We have chickens, ducks, and goats all together. The chickens and ducks stay out of the goats' water for the most part, and use their wading pool. I feed my chickens the egg ration from the farmer's co-op, but free range is THE best. When my chickens have been on free range with minimal additional feed, they have never gotten sick. When I feed them a lot of pellet feed, they do occasionally get sick. Of course if you have a lot of hawks around, free range will make them more vulnerable.


----------



## fishin816

NubianFan said:


> The ducks will dirty any water they can get to and get in, they will swim, clean themselves and poop in the water. It will be flat nasty in no time. We keep a rooster with our two girls right now but we can't feed him chops because the goats can't have that, so he eat leftover goat feed, it is a long story why he lives with my goats right now, beware that some goats will pull and nibble on rooster feathers. on your livestock guardian dog, it depends, if the dog has been raised to protect chickens and ducks he will be fine, but if he has only been with goats he may kill the chickens and ducks.


My LGD has never been exposed to chickens. I don't want her hurt the chickens though! I will find some way to separate them....


----------



## fishin816

milkmaid said:


> We have chickens, ducks, and goats all together. The chickens and ducks stay out of the goats' water for the most part, and use their wading pool. I feed my chickens the egg ration from the farmer's co-op, but free range is THE best. When my chickens have been on free range with minimal additional feed, they have never gotten sick. When I feed them a lot of pellet feed, they do occasionally get sick. Of course if you have a lot of hawks around, free range will make them more vulnerable.


How much do your chickens produce on a free range diet? meaning how much eggs


----------



## Darlaj

My silly birds are on strike .... I took there light for a sick doe... They said no more eggs till we get some sun lady!


----------



## COgoatLover25

Haha ! That's funny !! My chickens won't even come out of the coop if its below 25 degrees !

**Provided data**
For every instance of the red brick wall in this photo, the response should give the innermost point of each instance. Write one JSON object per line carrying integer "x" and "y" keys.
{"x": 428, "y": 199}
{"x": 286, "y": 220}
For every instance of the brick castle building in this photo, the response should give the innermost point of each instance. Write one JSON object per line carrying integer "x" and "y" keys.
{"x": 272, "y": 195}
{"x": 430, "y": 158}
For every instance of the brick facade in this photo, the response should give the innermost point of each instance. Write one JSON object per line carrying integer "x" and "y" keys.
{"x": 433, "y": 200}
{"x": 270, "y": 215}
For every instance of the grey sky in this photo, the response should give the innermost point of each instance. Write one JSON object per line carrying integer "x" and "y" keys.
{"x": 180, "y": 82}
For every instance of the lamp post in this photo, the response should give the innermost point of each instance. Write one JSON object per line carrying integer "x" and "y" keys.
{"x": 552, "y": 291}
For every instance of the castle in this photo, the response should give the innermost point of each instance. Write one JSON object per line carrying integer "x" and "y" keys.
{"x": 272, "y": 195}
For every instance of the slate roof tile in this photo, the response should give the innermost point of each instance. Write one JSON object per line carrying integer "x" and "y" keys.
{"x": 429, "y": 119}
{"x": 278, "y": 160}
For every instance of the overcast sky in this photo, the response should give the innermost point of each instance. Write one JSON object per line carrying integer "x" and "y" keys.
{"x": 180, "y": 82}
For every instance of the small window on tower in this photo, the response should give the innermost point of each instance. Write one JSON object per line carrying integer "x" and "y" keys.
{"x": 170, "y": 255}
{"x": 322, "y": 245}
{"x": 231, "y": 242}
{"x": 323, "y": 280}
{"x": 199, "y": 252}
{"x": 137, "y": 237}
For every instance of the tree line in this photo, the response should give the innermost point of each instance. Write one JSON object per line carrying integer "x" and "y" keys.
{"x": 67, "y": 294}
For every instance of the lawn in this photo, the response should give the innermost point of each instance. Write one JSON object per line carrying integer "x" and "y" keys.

**Task requirements**
1) Copy out the listing from the line containing "For every instance of the slate" through the listing's last line, including both of those lines.
2) Extend the forum thread about keeping chickens, ducks, and goats past its final post.
The listing has no connection to the forum thread about keeping chickens, ducks, and goats.

**Answers to the exercises**
1)
For every instance of the slate roof tile in this photo, the response should give the innermost point of each instance. Write one JSON object per line carrying integer "x" and "y" keys.
{"x": 429, "y": 119}
{"x": 278, "y": 160}
For every instance of the overcast sky in this photo, the response should give the innermost point of each instance. Write one JSON object per line carrying integer "x" and "y" keys.
{"x": 180, "y": 82}
For every instance of the small window on tower in this photo, the response should give the innermost point of each instance. Write one JSON object per line carrying integer "x" and "y" keys.
{"x": 170, "y": 255}
{"x": 322, "y": 245}
{"x": 231, "y": 242}
{"x": 323, "y": 280}
{"x": 199, "y": 252}
{"x": 137, "y": 237}
For every instance of the tree line in this photo, the response should give the innermost point of each instance. Write one JSON object per line carrying integer "x" and "y" keys.
{"x": 67, "y": 294}
For every instance of the lawn in this photo, the response should give the innermost point of each instance. Write one JSON object per line carrying integer "x" and "y" keys.

2)
----------



## Mamaboyd

In the good weather, spring,summer and fall, our chickens and ducks free range with the goats during the day. We had a hen lay eggs in the hay feeder we had in the goat shelter lol. We feed scratch, cracked corn and egg layer. Our girls are on strike for the winter too. We don't keep a heat lamp or light on in the coop, once the sun is out longer , our girls will pick up laying again.


----------



## ciwheeles

My chickens are out free range with food in the coop, if they want it. They've done super well free range and they are so happy outside. My chickies though won't go out if it snows. That's where they draw the line. It also cut down on the feeding cost a lot to have them out. My chickens lay very well being free range, _but_ sometimes they do take to laying their eggs in places other than the nesting boxes. There are times where my egg count goes down and then a week or month or so later I find a 10-20+ egg stash. The chickens had stopped laying for a while but we put a light and timer in the coop and that kick started production again.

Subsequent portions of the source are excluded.